Data provided
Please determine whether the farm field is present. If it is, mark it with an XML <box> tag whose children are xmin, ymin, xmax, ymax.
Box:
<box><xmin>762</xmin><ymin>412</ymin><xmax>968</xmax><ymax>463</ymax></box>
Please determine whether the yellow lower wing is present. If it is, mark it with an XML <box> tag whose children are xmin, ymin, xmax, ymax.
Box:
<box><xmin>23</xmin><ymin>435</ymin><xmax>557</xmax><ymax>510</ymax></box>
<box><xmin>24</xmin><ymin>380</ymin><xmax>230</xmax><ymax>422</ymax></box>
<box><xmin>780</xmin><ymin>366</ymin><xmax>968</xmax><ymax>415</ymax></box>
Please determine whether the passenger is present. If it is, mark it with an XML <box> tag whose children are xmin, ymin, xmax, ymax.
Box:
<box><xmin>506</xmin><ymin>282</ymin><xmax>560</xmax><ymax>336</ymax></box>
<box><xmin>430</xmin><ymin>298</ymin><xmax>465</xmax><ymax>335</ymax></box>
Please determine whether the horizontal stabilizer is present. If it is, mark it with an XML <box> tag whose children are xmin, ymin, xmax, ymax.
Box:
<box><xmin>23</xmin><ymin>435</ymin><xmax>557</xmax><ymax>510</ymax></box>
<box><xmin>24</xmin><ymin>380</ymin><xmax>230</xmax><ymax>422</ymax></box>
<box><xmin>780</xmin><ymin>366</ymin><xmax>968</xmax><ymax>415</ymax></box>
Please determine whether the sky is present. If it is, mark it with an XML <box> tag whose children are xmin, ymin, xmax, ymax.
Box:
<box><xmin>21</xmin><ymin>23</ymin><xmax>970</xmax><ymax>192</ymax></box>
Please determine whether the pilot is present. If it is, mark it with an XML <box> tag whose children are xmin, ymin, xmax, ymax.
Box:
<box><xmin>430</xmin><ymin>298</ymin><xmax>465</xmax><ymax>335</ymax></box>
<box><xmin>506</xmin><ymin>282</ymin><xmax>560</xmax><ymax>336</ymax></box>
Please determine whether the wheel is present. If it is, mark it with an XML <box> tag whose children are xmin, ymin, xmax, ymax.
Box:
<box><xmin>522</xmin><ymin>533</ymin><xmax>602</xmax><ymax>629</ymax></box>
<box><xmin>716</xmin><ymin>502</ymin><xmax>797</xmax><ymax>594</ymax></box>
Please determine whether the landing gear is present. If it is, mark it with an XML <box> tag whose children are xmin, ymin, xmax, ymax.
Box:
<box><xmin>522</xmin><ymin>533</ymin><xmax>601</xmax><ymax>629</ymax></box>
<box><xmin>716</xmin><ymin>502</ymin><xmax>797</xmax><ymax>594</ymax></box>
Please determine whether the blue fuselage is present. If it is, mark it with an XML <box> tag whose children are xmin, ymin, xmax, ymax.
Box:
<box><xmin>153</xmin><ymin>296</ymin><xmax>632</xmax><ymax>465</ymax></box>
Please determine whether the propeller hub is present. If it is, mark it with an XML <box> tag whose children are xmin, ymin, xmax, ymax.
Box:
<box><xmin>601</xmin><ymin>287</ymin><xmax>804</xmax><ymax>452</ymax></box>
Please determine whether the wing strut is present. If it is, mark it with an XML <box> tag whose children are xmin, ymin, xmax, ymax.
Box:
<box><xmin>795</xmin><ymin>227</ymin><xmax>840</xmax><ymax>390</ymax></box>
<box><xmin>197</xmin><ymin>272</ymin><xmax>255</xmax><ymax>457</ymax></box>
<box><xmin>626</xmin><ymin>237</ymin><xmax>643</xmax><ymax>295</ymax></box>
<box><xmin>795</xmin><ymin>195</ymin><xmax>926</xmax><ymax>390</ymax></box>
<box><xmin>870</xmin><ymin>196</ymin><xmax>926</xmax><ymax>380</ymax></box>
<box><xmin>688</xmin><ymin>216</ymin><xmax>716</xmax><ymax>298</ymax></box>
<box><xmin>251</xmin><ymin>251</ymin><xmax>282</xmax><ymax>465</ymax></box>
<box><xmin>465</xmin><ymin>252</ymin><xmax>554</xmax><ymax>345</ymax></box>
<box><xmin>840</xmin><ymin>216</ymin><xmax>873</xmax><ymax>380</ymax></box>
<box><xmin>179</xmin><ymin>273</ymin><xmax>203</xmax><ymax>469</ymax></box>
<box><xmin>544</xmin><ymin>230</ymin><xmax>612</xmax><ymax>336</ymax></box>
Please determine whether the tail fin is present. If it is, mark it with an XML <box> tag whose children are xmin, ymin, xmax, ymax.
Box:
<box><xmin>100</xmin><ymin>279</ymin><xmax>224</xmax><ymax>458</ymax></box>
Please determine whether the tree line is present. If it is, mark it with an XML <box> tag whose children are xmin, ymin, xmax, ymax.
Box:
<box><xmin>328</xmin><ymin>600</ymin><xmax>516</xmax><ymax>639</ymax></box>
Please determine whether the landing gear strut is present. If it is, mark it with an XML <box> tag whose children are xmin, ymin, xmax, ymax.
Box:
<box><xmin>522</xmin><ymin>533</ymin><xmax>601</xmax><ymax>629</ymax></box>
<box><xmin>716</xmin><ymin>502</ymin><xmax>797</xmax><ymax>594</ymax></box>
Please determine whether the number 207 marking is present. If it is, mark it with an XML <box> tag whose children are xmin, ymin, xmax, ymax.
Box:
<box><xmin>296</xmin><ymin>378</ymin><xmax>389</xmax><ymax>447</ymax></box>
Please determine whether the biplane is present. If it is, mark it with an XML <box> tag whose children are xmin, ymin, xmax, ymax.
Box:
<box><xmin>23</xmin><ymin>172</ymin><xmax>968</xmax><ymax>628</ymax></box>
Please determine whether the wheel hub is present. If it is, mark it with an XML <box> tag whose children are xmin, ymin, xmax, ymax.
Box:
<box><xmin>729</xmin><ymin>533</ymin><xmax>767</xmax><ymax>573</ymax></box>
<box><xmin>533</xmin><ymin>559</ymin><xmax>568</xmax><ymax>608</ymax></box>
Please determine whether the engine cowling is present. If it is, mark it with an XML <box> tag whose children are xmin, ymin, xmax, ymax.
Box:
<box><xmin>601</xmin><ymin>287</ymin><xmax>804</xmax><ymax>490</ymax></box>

Requirements
Copy out every line in the entries above that contains the string "gear", matching uppercase and lowercase exactly.

The result
Please determine whether the landing gear is present. If it is, mark it with an XML <box> tag whose children are xmin, ymin, xmax, ymax.
Please determine whether the landing gear strut is present. If it is, mark it with an XML <box> tag whose children are xmin, ymin, xmax, ymax.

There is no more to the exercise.